> _Prompt_: Pull out every line of text in the material below, word for word, and leave the pictures out.
=== Records to use ===
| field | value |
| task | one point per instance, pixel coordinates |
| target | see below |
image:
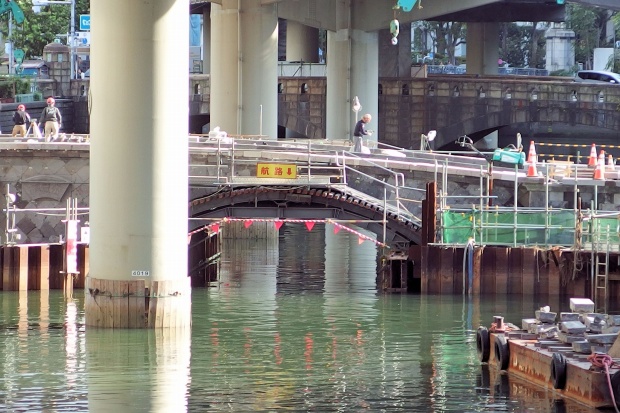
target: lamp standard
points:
===
> _Exercise result_:
| field | value |
| task | one point per instance, pixel coordinates |
| target | see below |
image:
target: lamp standard
points:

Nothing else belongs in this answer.